Given request: Copy the part of the listing below verbatim, starting at its first line and ending with the line that contains "329 69 L 280", with both ends included.

Stored records:

** start **

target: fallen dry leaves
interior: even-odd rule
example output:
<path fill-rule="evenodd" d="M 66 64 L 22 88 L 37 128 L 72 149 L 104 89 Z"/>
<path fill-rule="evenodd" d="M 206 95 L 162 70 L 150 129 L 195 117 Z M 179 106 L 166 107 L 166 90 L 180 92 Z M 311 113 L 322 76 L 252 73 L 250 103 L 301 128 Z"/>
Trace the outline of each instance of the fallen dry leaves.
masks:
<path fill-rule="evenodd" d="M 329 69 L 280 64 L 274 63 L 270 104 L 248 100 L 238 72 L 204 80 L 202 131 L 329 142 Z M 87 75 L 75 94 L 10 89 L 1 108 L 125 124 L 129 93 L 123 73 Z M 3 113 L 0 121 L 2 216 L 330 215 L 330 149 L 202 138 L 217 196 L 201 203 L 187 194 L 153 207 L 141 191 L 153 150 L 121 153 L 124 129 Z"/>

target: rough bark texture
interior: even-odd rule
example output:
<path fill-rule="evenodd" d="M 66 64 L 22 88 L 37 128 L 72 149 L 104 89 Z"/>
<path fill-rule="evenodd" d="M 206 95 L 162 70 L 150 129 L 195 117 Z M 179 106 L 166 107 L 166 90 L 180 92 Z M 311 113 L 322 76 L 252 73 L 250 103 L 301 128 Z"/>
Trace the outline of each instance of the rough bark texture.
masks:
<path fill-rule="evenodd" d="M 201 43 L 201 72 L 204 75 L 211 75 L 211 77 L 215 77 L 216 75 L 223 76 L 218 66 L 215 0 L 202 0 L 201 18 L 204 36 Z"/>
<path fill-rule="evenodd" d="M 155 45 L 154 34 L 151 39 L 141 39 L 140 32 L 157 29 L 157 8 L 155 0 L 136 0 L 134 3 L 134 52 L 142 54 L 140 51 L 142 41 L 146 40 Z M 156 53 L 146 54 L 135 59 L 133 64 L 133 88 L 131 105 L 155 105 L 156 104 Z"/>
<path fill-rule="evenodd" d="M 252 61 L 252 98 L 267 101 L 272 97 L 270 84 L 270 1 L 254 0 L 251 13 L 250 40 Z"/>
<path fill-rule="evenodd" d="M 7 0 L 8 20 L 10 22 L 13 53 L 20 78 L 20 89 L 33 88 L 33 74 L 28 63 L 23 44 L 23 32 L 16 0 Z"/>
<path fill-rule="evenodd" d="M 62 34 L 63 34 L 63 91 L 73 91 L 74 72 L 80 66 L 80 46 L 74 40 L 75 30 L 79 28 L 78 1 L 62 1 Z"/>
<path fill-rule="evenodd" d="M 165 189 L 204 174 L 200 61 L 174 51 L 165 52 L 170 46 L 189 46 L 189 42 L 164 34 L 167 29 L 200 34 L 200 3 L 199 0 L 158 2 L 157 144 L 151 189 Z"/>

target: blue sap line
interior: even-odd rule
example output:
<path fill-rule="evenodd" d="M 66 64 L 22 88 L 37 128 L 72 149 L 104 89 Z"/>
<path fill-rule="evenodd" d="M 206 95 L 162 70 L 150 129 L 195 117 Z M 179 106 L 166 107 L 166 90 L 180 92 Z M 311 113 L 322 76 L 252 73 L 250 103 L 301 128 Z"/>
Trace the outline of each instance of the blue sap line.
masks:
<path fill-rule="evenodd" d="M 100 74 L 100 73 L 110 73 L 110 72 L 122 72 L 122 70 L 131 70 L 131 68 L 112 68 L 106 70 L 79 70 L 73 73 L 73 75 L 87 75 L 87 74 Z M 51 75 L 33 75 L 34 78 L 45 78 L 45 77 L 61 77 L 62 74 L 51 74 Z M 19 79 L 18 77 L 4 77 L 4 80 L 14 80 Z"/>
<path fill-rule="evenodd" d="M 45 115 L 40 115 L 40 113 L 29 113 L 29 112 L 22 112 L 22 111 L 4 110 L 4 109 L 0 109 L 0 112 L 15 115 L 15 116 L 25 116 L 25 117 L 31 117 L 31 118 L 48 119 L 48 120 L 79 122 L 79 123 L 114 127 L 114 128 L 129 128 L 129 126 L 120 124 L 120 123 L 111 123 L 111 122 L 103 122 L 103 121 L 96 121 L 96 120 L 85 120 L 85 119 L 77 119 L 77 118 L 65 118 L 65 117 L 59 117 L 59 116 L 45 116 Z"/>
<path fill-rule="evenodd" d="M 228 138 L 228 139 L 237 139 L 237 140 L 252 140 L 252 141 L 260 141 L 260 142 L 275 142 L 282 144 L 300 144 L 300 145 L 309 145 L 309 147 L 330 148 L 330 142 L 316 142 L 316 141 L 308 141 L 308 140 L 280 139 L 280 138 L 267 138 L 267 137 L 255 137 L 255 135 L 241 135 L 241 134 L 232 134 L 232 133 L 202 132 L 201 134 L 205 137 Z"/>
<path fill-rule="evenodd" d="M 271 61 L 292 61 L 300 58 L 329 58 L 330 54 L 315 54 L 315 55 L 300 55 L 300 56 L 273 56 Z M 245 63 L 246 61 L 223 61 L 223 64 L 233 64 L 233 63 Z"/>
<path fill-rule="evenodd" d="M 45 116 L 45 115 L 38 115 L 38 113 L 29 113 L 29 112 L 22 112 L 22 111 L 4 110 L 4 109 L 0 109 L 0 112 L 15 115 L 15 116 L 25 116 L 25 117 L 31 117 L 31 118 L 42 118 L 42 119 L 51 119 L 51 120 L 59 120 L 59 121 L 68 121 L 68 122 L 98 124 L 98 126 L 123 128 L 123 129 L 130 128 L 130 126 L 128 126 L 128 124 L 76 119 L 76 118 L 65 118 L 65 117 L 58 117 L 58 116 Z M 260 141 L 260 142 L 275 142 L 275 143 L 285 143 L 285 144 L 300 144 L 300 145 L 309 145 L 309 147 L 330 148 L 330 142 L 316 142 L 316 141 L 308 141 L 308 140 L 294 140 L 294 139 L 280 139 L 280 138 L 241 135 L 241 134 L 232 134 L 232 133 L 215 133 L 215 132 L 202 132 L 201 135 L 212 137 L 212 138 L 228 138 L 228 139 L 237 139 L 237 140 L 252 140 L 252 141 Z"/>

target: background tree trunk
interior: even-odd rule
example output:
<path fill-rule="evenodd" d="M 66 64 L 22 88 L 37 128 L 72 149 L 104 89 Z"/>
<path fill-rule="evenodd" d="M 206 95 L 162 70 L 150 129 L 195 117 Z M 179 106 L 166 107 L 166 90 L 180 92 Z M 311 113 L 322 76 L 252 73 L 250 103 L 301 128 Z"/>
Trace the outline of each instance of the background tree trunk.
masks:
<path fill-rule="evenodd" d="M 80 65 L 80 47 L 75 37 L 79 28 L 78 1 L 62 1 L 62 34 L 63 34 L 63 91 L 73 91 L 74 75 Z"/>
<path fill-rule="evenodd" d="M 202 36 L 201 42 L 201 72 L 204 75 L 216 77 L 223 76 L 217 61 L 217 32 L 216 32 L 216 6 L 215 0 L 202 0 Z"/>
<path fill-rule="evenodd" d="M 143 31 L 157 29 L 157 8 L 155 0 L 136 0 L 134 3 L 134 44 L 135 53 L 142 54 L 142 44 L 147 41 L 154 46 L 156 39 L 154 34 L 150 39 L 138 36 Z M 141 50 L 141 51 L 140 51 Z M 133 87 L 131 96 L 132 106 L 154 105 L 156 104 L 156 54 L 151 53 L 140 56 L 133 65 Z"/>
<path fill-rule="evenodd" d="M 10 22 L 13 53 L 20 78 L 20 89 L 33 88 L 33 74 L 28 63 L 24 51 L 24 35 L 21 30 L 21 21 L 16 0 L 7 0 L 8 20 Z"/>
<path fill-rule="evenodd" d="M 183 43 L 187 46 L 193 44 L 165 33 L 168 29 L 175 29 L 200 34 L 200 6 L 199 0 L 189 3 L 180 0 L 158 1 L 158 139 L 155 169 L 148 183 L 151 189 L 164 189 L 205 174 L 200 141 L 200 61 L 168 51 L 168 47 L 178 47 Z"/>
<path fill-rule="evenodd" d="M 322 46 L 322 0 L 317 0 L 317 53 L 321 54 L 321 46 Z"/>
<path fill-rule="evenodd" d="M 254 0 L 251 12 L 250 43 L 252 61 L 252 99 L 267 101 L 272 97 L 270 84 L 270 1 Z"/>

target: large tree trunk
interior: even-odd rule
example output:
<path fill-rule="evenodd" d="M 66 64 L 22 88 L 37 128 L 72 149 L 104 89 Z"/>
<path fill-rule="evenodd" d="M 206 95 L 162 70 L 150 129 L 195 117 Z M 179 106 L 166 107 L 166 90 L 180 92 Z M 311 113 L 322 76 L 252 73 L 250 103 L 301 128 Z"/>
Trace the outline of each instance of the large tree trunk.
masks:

** end **

Full response:
target: fallen dry leaves
interior: even-odd rule
example output:
<path fill-rule="evenodd" d="M 66 64 L 22 88 L 37 128 L 72 149 L 104 89 Z"/>
<path fill-rule="evenodd" d="M 206 95 L 162 70 L 150 129 L 195 117 Z M 179 106 L 166 107 L 166 90 L 180 92 Z M 311 113 L 322 76 L 252 73 L 250 103 L 301 128 Z"/>
Trace the outline of each instance of the fallen dry leaves.
masks:
<path fill-rule="evenodd" d="M 329 69 L 280 64 L 274 63 L 270 104 L 248 100 L 238 72 L 204 80 L 202 131 L 329 142 Z M 87 75 L 75 94 L 10 89 L 1 108 L 125 124 L 129 93 L 123 73 Z M 3 113 L 0 121 L 2 216 L 330 215 L 330 149 L 202 138 L 217 196 L 201 203 L 187 194 L 153 207 L 141 191 L 153 150 L 121 153 L 124 129 Z"/>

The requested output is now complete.